# [TUGAS ANDA]
A – Buat ringkasan dua kalimat dari berita tentang pemakaian BBM bersubsidi untuk angkutan batu bara di Bengkulu.
B – Teruskan berita tentang pemakaian BBM bersubsidi untuk angkutan batu bara di Bengkulu, mulai setelah kalimat terakhirnya.

# [KUTIPAN DOKUMEN]

..............................

Bengkulu (Antara Bengkulu) - Pengusaha batu bara di Provinsi Bengkulu masih
menggunakan bahan bakar minyak bersubsidi untuk mengangkut hasil
tambang, padahal pemerintah sudah melarang hal itu dalam Peraturan
Menteri ESDM Nomor 12/2012 tentang Pengendalian Pemakaian BBM
Bersubsidi.
Kepala Dinas Perhubungan Komunikasi dan Informatika Provinsi
Bengkulu Eko Agusrianto saat memimpin rapat dengan pemegang Izin Usaha
Pertambangan (IUP) mengatakan pemerintah sudah memberi toleransi yang
cukup kepada pengusaha batu bara terkait penggunaan BBM bersubsidi.
"Seharusnya angkutan batu bara sudah berhenti menggunakan BBM
bersubsidi sejak 1 September 2012," katanya dalam rapat yang digelar di
aula Dinas Perhubungan, Komunikasi dan Informatika, Jumat.
Dalam rapat yang dihadiri Kepala Dinas ESDM Provinsi Bengkulu
Karyamin dan Direktur Eksekutif Asosiasi Pengusaha Batu Bara Bengkulu
(APBB) itu, Eko meminta pengusaha batu bara atau pemegang IUP segera
memperbaharui kontrak dengan penyedia jasa angkutan batu bara tentang
pengggunaan BBM nonsubsidi.
Selama ini kata dia pemerintah bahkan sudah memberi toleransi
penggunaan jalan umum untuk angkutan batu bara, sehingga diminta
pengertian dan kejelasan dari pengusaha untuk menyesuaikan tarif
angkutan batu bara sesuai dengan pemberlakukan BBM nonsubsidi bagi
angkutan hasil tambang.
"Alasan yang dipakai selama ini karena mereka belum menemukan kata
sepakat dengan penyedia jasa angkutan batu bara, tetapi peraturan harus
ditegakkan," katanya.
Eko mengatakan pengusaha harus menaati aturan jika tidak ingin
mendapat masalah, sebab penghematan pemakaian BBM subsidi akan dialihkan
untuk pembangunan infrastruktur daerah.
Ia mengatakan, penghematan subsidi BBM untuk angkutan hasil
tambang, perkebunan, kehutanan bahkan kendaraan dinas pemerintah akan
menghemat Rp30 triliun lebih.
"Dana ini bisa dikembalikan ke daerah minimal Rp3 triliun saja
sudah sangat membantu untuk membangun infrastruktur," katanya.
Sementara itu, Kepala Dinas ESDM Provinsi Bengkulu Karyamin
mengatakan pemerintah daerah berhak merekomendasikan pencabutan IUP
perusahaan tambang jika tidak menaati peraturan pemerintah tersebut.

..............................

# [DATA]
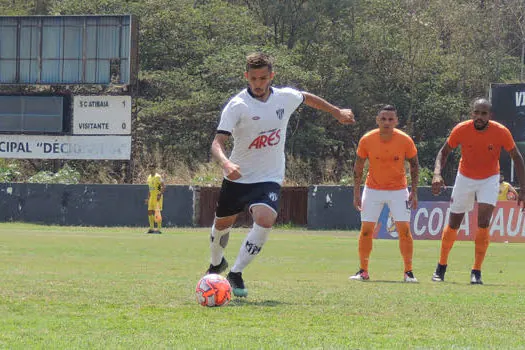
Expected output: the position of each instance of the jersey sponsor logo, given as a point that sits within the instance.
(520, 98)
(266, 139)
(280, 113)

..............................

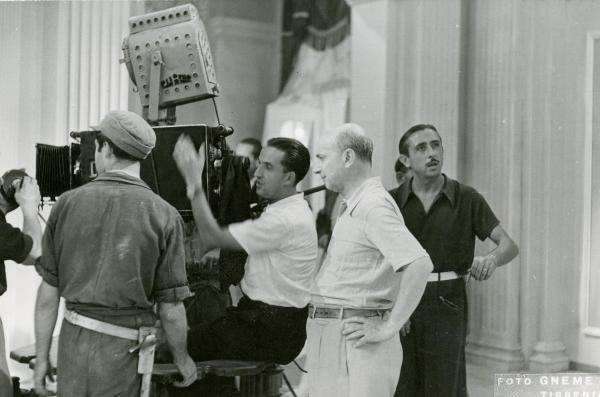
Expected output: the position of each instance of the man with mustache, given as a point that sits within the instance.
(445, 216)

..............................

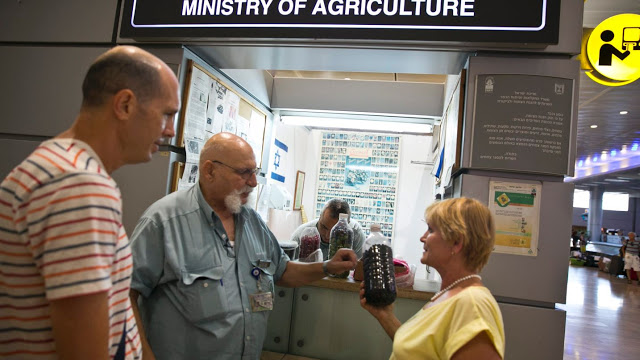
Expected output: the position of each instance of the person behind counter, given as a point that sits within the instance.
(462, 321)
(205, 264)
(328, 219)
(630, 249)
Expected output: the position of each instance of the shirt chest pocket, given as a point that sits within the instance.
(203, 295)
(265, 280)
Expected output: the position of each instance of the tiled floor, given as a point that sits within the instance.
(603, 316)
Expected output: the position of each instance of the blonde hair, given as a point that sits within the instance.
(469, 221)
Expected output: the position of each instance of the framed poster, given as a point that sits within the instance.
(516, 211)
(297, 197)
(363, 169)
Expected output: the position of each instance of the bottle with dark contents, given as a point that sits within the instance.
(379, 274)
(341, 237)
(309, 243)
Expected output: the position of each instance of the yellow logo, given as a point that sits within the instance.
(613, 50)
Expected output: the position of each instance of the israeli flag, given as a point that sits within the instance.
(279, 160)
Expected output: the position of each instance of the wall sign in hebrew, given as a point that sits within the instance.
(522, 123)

..............................

# [KUNCI JAWABAN]
A – Pengusaha batu bara di Provinsi Bengkulu masih memakai BBM bersubsidi untuk mengangkut hasil tambang meskipun hal itu sudah dilarang Peraturan Menteri ESDM Nomor 12/2012, sehingga Kepala Dinas Perhubungan, Komunikasi dan Informatika Eko Agusrianto meminta mereka segera memperbarui kontrak dengan penyedia jasa angkutan agar memakai BBM nonsubsidi. Menurut Eko, penghematan subsidi BBM akan dialihkan untuk pembangunan infrastruktur daerah, sedangkan Kepala Dinas ESDM Karyamin mengatakan pemerintah daerah berhak merekomendasikan pencabutan IUP perusahaan yang tidak menaati aturan itu.

B –
"Kami sudah berulang kali memfasilitasi pemegang IUP dengan
penyedia jasa angkutan untuk penyesuaian tarif, tetapi sampai saat ini
belum ada kesepakatan," katanya.
Penyedia jasa angkutan kata dia mengusulkan kenaikan tarif sebesar
52 persen dari Rp130 ribu per ton batu bara, sedangkan pengusaha batu
bara mengusulkan kenaikan 47 persen.
Menurut Karyamin, keputusan pengusaha jasa angkutan tersebut bukan
harga mati, diharapkan pemegang IUP dan penyedia jasa transportasi
memperbaharui kontrak dengan kisaran 47 hingga 52 persen tersebut,
sehingga penggunaan BBM nonsubsidi bagi kendaran pengangkut tambang
segera dilaksanakan.
Petugas ESDM sebelumnya sudah memasang stiker khusus di kendaraan
pengangkut batu bara sebagai tanda pemakai BBM nonsubsidi namun karena
belum ada kesepakatan tentang kenaikan tarif, sebagian pemilik kendaraan
mencabut stiker tersebut.
Sedangkan Direktur Eksekutif APBB mengatakan jika pengusaha jasa
angkutan tidak mematok kenaikan 52 persen, maka dia akan
menginstruksikan pengusaha batu bara untuk memperbaharui kontrak
pengangkutan batu bara.
"Karena kemarin pengusaha jasa angkutan tidak ingin ada pengurangan
sama sekali dari 52 persen kenaikan. Tetapi kalau bukan harga mati,
kami akan meminta pengusaha batu bara untuk melakukan penyesuaian,"
katanya.
Selain itu, ia juga meminta pemerintah tidak memberlakukan sama
antara perusahaan batu bara di Kabupaten Bengkulu Utara yang jarak
tempuhnya lebih jauh dibanding perusahaan di Kabupaten Bengkulu Tengah. (ANTARA)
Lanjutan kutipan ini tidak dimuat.